→ **YOUR INSTRUCTIONS**: Gather each line in the material below that contains the word "ceiling". Case counts.

Region annotation entries

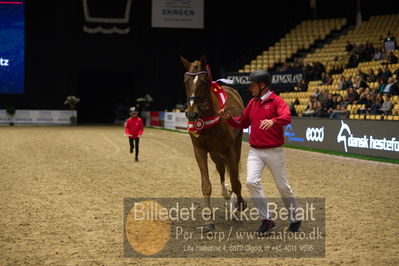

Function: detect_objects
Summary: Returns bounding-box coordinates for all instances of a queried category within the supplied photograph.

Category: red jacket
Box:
[125,117,144,139]
[228,92,291,149]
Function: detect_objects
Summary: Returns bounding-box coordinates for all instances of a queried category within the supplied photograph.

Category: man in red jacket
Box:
[125,107,144,162]
[220,70,301,235]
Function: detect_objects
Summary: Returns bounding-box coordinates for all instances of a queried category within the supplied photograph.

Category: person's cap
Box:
[248,70,272,86]
[129,107,139,114]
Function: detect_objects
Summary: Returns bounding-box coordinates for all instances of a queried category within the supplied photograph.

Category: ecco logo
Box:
[306,127,324,142]
[0,57,10,66]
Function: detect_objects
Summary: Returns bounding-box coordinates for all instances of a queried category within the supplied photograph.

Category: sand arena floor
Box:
[0,126,399,265]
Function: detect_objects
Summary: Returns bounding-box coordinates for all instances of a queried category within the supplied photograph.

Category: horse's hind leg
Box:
[211,153,232,200]
[194,147,215,232]
[227,148,247,211]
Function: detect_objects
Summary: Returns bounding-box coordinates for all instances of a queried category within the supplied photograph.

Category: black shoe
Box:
[256,219,276,236]
[288,221,301,232]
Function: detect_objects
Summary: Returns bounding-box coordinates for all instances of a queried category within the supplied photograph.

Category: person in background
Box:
[125,107,144,162]
[377,94,393,115]
[289,102,298,116]
[219,70,301,236]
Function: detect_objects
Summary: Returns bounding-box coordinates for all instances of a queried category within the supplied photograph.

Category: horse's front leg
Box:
[194,148,215,232]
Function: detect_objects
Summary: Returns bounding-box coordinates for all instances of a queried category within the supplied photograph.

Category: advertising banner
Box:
[225,68,303,90]
[150,112,161,127]
[0,110,77,125]
[165,112,176,129]
[284,118,399,159]
[0,1,25,94]
[175,113,187,131]
[152,0,204,29]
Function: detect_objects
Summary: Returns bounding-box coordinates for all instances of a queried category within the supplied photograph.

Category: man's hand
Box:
[259,119,274,130]
[219,109,231,118]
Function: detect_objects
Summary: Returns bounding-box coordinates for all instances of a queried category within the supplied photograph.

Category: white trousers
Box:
[247,147,297,223]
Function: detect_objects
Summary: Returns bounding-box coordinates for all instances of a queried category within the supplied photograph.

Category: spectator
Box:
[321,72,332,85]
[382,77,398,94]
[288,102,298,116]
[337,75,348,91]
[345,87,359,104]
[387,51,398,64]
[352,75,367,89]
[372,93,384,115]
[375,67,383,79]
[312,88,320,100]
[345,41,353,54]
[302,96,317,117]
[377,94,393,115]
[374,77,387,94]
[381,64,392,83]
[358,93,373,114]
[337,94,348,107]
[357,68,368,81]
[330,104,349,119]
[374,48,382,61]
[313,101,323,117]
[294,79,308,92]
[319,89,328,103]
[366,68,377,82]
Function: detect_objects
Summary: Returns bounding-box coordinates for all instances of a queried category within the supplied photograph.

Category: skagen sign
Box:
[285,117,399,160]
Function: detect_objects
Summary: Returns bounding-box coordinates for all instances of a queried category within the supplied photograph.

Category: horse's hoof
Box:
[222,189,233,200]
[236,200,247,212]
[204,224,215,233]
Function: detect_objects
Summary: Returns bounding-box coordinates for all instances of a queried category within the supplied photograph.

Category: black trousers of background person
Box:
[129,138,140,158]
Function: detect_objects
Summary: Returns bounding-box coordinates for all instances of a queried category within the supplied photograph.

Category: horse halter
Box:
[184,70,209,107]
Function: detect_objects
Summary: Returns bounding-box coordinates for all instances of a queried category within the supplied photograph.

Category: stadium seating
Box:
[239,18,346,72]
[239,14,399,121]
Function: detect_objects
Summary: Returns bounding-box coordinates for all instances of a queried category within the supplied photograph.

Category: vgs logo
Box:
[306,127,324,142]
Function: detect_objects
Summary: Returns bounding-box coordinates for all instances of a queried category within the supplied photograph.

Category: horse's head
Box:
[180,55,210,121]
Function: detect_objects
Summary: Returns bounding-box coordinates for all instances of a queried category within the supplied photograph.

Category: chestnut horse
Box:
[180,55,246,231]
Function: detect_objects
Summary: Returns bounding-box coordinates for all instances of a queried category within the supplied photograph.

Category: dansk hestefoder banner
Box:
[0,1,25,94]
[152,0,204,29]
[284,118,399,159]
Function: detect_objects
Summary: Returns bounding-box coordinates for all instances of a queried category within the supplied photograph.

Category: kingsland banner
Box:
[284,118,399,159]
[225,69,303,90]
[152,0,204,29]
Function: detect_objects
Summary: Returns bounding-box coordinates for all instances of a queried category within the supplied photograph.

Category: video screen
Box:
[0,1,25,94]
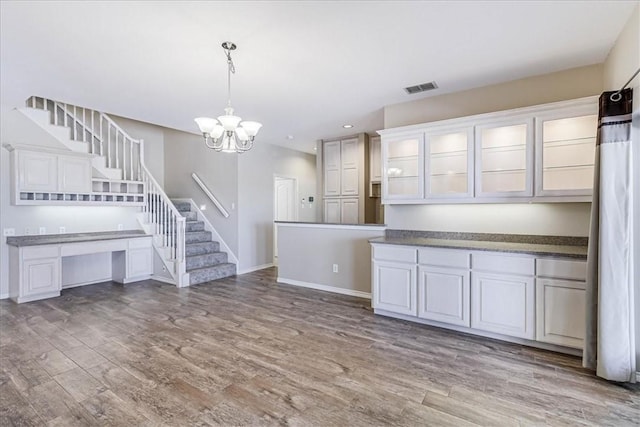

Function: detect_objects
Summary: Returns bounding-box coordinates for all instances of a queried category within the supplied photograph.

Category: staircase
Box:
[173,202,236,285]
[17,96,236,287]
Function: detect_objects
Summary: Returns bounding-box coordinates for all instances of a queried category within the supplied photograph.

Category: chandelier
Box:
[195,42,262,153]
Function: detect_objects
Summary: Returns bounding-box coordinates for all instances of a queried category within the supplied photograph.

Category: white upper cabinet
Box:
[382,133,424,200]
[536,105,598,196]
[475,118,533,197]
[425,126,473,199]
[379,97,598,204]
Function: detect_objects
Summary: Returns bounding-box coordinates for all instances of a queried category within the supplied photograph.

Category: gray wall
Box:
[384,64,604,236]
[238,141,319,272]
[278,224,384,294]
[604,5,640,381]
[164,125,239,256]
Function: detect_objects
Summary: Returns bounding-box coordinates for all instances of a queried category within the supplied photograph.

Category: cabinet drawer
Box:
[418,248,470,268]
[129,237,151,249]
[536,258,587,280]
[22,245,59,260]
[472,253,535,276]
[373,245,417,263]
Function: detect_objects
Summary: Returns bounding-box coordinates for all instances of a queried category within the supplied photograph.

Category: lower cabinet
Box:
[372,261,418,316]
[418,265,471,327]
[471,272,535,340]
[536,279,585,348]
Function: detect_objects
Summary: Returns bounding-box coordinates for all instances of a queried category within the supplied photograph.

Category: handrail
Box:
[191,172,229,218]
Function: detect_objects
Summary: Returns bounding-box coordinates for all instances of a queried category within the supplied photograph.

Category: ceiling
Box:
[0,0,639,153]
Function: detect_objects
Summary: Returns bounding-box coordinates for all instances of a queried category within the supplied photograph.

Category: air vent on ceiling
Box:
[404,82,438,95]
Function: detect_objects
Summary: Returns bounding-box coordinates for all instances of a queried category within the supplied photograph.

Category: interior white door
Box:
[273,177,298,262]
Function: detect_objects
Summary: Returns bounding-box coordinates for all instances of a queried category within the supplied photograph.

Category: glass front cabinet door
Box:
[475,118,533,198]
[536,105,598,196]
[425,126,473,199]
[382,133,424,202]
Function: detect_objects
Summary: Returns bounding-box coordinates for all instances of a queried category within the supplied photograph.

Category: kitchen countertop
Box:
[7,230,147,247]
[369,230,587,259]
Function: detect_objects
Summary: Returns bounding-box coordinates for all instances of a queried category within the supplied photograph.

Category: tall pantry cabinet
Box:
[317,133,375,224]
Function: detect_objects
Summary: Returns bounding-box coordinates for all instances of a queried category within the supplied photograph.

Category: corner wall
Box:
[384,64,604,236]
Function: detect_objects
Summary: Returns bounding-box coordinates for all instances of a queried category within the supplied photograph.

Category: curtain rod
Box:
[609,68,640,102]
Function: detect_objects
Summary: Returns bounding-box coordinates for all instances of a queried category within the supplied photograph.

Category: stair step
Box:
[189,263,236,285]
[187,252,228,271]
[185,242,220,256]
[184,231,211,243]
[186,221,204,232]
[171,200,191,212]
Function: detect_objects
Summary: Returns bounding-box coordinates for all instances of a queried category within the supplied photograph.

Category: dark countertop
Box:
[369,230,587,260]
[7,230,147,247]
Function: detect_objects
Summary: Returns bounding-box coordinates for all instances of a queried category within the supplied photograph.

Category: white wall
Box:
[0,105,139,297]
[385,64,603,236]
[604,5,640,380]
[164,128,239,256]
[238,142,319,272]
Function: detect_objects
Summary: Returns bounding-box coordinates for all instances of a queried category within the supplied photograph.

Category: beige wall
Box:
[604,5,640,381]
[385,64,604,236]
[278,224,384,296]
[384,64,603,129]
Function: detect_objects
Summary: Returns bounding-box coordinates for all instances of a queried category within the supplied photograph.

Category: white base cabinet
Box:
[371,243,586,352]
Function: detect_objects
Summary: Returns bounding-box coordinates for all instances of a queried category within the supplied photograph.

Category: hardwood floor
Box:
[0,269,640,427]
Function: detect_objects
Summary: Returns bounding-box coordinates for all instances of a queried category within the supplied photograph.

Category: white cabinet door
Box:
[535,103,598,196]
[340,197,360,224]
[369,136,382,182]
[17,151,57,192]
[382,133,424,203]
[425,126,473,199]
[471,272,535,340]
[322,141,342,196]
[536,279,585,348]
[418,265,471,327]
[372,261,418,316]
[475,118,533,198]
[324,199,341,224]
[20,258,61,297]
[58,156,92,193]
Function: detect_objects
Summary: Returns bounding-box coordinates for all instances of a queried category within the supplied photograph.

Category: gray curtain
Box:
[583,89,640,381]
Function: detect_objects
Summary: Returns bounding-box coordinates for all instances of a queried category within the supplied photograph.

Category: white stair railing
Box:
[26,96,142,181]
[26,96,188,287]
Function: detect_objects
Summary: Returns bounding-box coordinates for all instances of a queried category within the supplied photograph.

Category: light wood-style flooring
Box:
[0,269,640,427]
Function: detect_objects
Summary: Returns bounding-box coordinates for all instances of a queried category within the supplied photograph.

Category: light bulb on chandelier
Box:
[195,42,262,153]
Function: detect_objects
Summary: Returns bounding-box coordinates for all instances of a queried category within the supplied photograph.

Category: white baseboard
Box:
[277,277,371,299]
[149,274,176,286]
[238,263,273,274]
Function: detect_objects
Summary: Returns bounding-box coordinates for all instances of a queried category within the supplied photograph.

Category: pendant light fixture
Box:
[195,42,262,153]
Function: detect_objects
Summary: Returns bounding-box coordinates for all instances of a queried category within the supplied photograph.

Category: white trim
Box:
[277,277,371,300]
[171,199,240,269]
[149,274,176,286]
[274,221,387,231]
[236,262,274,274]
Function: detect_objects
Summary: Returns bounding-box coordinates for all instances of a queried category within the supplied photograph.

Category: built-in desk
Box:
[7,230,153,303]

→ **TASK RESULT**:
Category: ceiling
Category: air vent on ceiling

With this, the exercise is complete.